Saved entries
####
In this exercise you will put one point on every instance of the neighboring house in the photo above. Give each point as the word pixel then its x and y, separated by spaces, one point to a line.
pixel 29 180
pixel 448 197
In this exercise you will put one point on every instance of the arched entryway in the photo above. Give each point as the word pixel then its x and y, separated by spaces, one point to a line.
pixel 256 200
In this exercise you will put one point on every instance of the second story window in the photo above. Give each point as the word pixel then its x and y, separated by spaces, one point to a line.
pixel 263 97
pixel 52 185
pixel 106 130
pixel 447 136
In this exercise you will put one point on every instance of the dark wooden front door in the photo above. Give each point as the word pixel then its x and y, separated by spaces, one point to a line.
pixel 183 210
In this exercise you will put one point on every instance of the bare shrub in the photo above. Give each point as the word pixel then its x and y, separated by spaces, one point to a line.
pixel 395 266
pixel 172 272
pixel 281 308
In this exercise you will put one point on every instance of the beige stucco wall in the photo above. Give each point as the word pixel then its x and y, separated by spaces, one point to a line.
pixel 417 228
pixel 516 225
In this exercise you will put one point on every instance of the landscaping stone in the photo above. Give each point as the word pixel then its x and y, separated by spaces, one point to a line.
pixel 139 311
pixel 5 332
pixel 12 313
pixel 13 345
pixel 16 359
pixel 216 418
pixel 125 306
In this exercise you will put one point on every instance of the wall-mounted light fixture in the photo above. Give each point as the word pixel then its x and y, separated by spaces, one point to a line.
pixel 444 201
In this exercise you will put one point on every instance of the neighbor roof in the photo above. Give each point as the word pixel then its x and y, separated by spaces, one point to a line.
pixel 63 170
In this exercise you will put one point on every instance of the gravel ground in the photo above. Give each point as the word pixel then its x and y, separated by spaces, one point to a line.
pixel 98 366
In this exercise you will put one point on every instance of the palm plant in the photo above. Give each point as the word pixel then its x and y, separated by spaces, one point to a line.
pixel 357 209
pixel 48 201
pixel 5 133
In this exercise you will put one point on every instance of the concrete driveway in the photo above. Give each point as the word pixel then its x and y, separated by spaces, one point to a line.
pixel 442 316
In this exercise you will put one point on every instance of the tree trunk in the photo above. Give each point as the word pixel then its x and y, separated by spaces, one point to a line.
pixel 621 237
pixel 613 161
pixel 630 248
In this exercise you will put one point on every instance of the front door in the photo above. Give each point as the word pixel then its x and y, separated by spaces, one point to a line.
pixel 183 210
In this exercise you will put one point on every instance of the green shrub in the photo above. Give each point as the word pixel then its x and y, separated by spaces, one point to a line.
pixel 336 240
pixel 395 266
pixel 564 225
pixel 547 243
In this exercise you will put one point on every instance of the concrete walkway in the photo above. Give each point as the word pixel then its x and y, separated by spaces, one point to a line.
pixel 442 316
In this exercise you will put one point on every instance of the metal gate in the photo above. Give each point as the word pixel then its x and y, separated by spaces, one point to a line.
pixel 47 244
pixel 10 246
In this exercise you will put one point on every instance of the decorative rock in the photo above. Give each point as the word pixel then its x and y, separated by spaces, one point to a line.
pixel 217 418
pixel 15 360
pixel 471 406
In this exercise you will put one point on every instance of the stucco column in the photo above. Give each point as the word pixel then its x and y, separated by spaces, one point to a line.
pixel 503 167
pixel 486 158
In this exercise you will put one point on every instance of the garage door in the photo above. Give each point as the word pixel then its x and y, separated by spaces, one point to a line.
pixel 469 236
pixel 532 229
####
* [What is expected] Format each line of the listing above as a JSON list of strings, one string per line, and leave out any blank lines.

* [Written answer]
[
  "In this exercise you will put one point on every instance of the neighboring house in the photo above. Give each point as the word pixel then its x and y, separated by spaces, one point to a line.",
  "pixel 29 180",
  "pixel 448 197",
  "In this exercise you will put one point on every instance of the arched entryway in the photo above. Give each point as the word pixel then its x and y, separated by spaces, one point to a line.",
  "pixel 256 200",
  "In this exercise you will put one point on every instance of the second story window in the photo above. Give each point as the word pixel then its x and y, separated by spaces, one point to a line.",
  "pixel 263 97",
  "pixel 52 185",
  "pixel 106 130",
  "pixel 447 136",
  "In this exercise you will put one point on every instance of the dark wooden front door in the photo above. Give each point as the word pixel then its x and y, separated by spaces, one point to a line.",
  "pixel 183 210",
  "In this exercise you will put one point on every instance of the bare shrub in the photo above. Give each point as the word pixel then its x and y, separated by spaces, one point to a line.",
  "pixel 395 266",
  "pixel 172 272",
  "pixel 281 308",
  "In this exercise you will put one point on every instance of the beige stucco wall in the photo above. Give each point as the word pixel then its x and y, separated by spaces, one point to a line.",
  "pixel 417 228",
  "pixel 516 225",
  "In this exercise you will put one point on every instance of the landscaping stone in the photo above. Give each point as the word pixel then its x and y, separated by spaces, one point to a line.",
  "pixel 139 311",
  "pixel 5 332",
  "pixel 12 313",
  "pixel 13 345",
  "pixel 16 359",
  "pixel 216 418",
  "pixel 125 306",
  "In this exercise you will put one point on every instance of the wall-mounted light fixture in the photo above. Give each point as the word pixel then its x and y, separated by spaces, one point to a line.",
  "pixel 444 201",
  "In this exercise you will put one point on every instance of the neighbor roof in the photo above. Give each point as the word pixel then its x and y, separated by spaces, one point to a line.",
  "pixel 63 170",
  "In this exercise you will put one point on every instance of the gravel ground in the photo above. Give each point as the word pixel then its x and y, separated by spaces, one point to a line.",
  "pixel 98 366",
  "In this exercise you will put one point on every instance of the palm plant in the photo above. Give each point as the word pixel then its x and y, separated by spaces, one point to a line.",
  "pixel 357 209",
  "pixel 48 201",
  "pixel 5 133",
  "In this exercise you will put one point on every instance of the concrete driveway in the photo above. Give each point as the word pixel then its x and y, separated by spaces, one point to a line.",
  "pixel 442 316",
  "In this exercise you will put one point on every instance of the tree trunk in the photo above. Give each point as the word pixel then its x and y, separated by spaces, one point to a line.",
  "pixel 621 237",
  "pixel 613 161",
  "pixel 630 248",
  "In this exercise you will put one point on every instance of the front door in the photo above. Give each point as the word pixel then its x and y, separated by spaces, one point to a line.",
  "pixel 183 210",
  "In this exercise you will put one point on every instance of the green shrub in the photo above. Give each point as the word pixel then its x and y, separated by spaces, one point to a line.",
  "pixel 336 240",
  "pixel 395 266",
  "pixel 564 225",
  "pixel 547 243",
  "In this exercise you will put one point on every instance of the concrete walkway in the photo above. Give each point as the word pixel then its x and y, separated by spaces, one point to a line.",
  "pixel 442 316",
  "In this exercise you will put one point on every instance of the metal gate in the photo above. Give each point as the word pixel then its x and y, separated by spaces, one point to a line.",
  "pixel 47 244",
  "pixel 10 246",
  "In this exercise you will put one point on every instance of the decorative rock in the photo above. Give each point as the word pixel then its x and y, separated by spaces, one point to a line.",
  "pixel 217 418",
  "pixel 15 360",
  "pixel 471 406",
  "In this exercise you will put one point on every instance of the stucco column in the photo above. Give each point as the word pixel then its x and y, separated by spaces, one point to a line.",
  "pixel 503 167",
  "pixel 486 158",
  "In this exercise you will put one point on every instance of the garage door in the photo above. Give each point as the word pixel then its x and y, separated by spaces, one point to a line.",
  "pixel 469 236",
  "pixel 532 229"
]